-- Start Page --

Mary Megan Winningham (b. May 16, 1959) is an Emmy Award-winning and Academy             
Award-nominated American actress and singer.                                             
Winningham was born in Phoenix, Arizona and raised in Northridge, California,           
with three brothers and one sister. Her father was the chairman of the                   
Department of Physical Education at California State University, Northridge (CSUN)       
and her mother was an English teacher and college counselor at a local high             
school. She credits her first interest in acting to seeing an interview with Kym         
Karath (who played "Gretl" in The Sound of Music) on Art Linkletter's television         
show House Party when she was five or six years old.

-- End Page --
-- Start Source material --

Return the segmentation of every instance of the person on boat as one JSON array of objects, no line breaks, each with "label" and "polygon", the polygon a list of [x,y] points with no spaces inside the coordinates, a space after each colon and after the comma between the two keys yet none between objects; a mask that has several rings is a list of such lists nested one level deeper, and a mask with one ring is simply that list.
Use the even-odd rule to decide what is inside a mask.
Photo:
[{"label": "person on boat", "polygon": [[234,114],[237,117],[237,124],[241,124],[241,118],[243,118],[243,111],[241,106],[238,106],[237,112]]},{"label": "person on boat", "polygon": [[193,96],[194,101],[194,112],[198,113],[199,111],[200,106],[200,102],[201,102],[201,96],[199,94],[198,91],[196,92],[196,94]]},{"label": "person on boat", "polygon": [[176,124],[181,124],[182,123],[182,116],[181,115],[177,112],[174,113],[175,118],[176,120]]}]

-- End Source material --

| Short problem A |
Rewrite the paragraph of the Winningham biography that begins "Winningham was born in Phoenix" as a short bulleted list that keeps its main facts.
| Short problem B |
Translate this sentence from the Winningham biography into Spanish: "Mary Megan Winningham (b. May 16, 1959) is an Emmy Award-winning and Academy Award-nominated American actress and singer."

| Exercise result A |
- Born in Phoenix, Arizona, and raised in Northridge, California, with three brothers and one sister.
- Father: chairman of the Department of Physical Education at California State University, Northridge (CSUN).
- Mother: English teacher and college counselor at a local high school.
- First interest in acting: she credits it to seeing, at age five or six, an interview with Kym Karath ("Gretl" in The Sound of Music) on Art Linkletter's television show House Party.

| Exercise result B |
Mary Megan Winningham (n. 16 de mayo de 1959) es una actriz y cantante estadounidense ganadora del premio Emmy y nominada al premio de la Academia.